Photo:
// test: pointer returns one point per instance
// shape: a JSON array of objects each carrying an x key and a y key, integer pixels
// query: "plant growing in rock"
* * *
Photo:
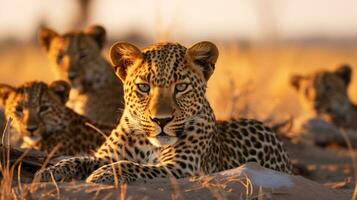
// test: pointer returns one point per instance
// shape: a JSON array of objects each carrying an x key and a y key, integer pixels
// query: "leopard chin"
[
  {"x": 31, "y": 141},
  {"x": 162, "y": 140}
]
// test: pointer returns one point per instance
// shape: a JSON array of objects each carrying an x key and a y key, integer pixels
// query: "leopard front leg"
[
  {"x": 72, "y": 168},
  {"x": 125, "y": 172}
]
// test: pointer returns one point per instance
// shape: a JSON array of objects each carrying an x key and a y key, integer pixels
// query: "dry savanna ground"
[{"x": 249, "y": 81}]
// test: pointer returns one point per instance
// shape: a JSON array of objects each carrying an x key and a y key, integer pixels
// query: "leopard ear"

Exercise aim: Find every line in the entries above that contains the word "leopard", and copy each one in full. Case counts.

The completed task:
// query: "leopard chin"
// query: "leopard front leg"
// query: "leopard ear"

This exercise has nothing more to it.